━━ KUTIPAN DOKUMEN ━━

Bambang Soesatyo |
Ketua MPR RI Bambang Soesatyo bersama Ketua Bidang Hukum Pimpinan Pusat Muhammadiyah Busyro Muqoddas dan Ketua Fraksi Partai Demokrat Benny Harman sepakat tentang pentingnya Indonesia memiliki Pokok-Pokok Haluan Negara (PPHN) sebagai bintang penunjuk arah pembangunan.
MPR RI melalui Badan Pengkajian bekerjasama dengan Komisi Kajian Ketatanegaraan MPR RI serta melibatkan pakar/akademisi dari berbagai disiplin ilmu, termasuk Lembaga Negara dan Kementerian Negara, sedang menyelesaikan Rancangan PPHN berikut naskah akademiknya. Ditargetkan pada awal tahun 2022 sudah selesai.

━━━
━━ DATA BERIKUT ━━

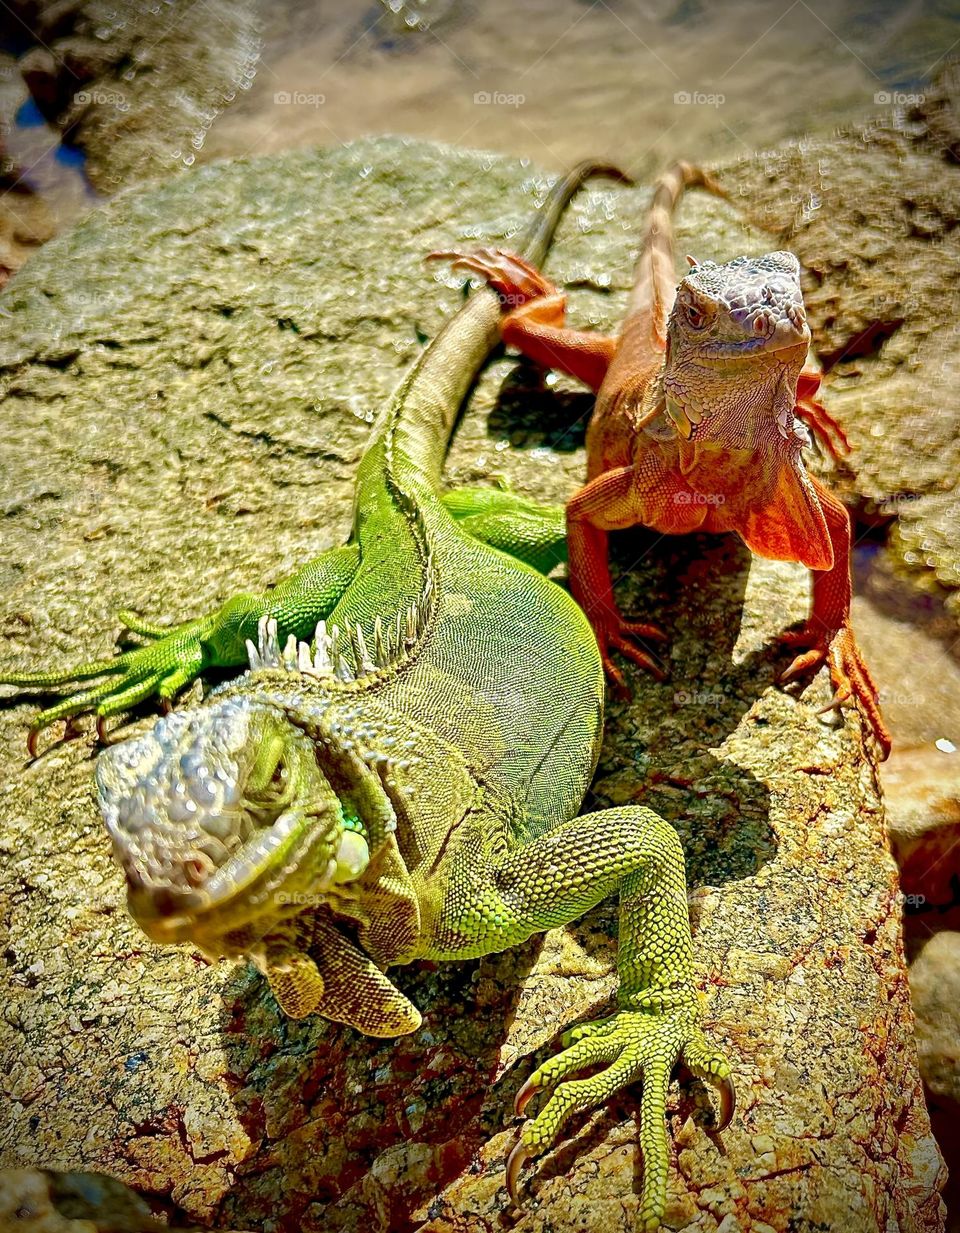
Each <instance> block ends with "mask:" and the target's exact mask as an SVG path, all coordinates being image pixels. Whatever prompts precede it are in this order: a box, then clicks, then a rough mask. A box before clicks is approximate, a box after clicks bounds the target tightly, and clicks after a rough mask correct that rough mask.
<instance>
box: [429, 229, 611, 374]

━━━

### TUGAS
Siapa saja tokoh yang disebut namanya dalam teks tentang PPHN, dan apa jabatan masing-masing? Materi ini diambil dari sumber lain.

### JAWABAN
- Bambang Soesatyo: Ketua MPR RI
- Busyro Muqoddas: Ketua Bidang Hukum Pimpinan Pusat Muhammadiyah
- Benny Harman: Ketua Fraksi Partai Demokrat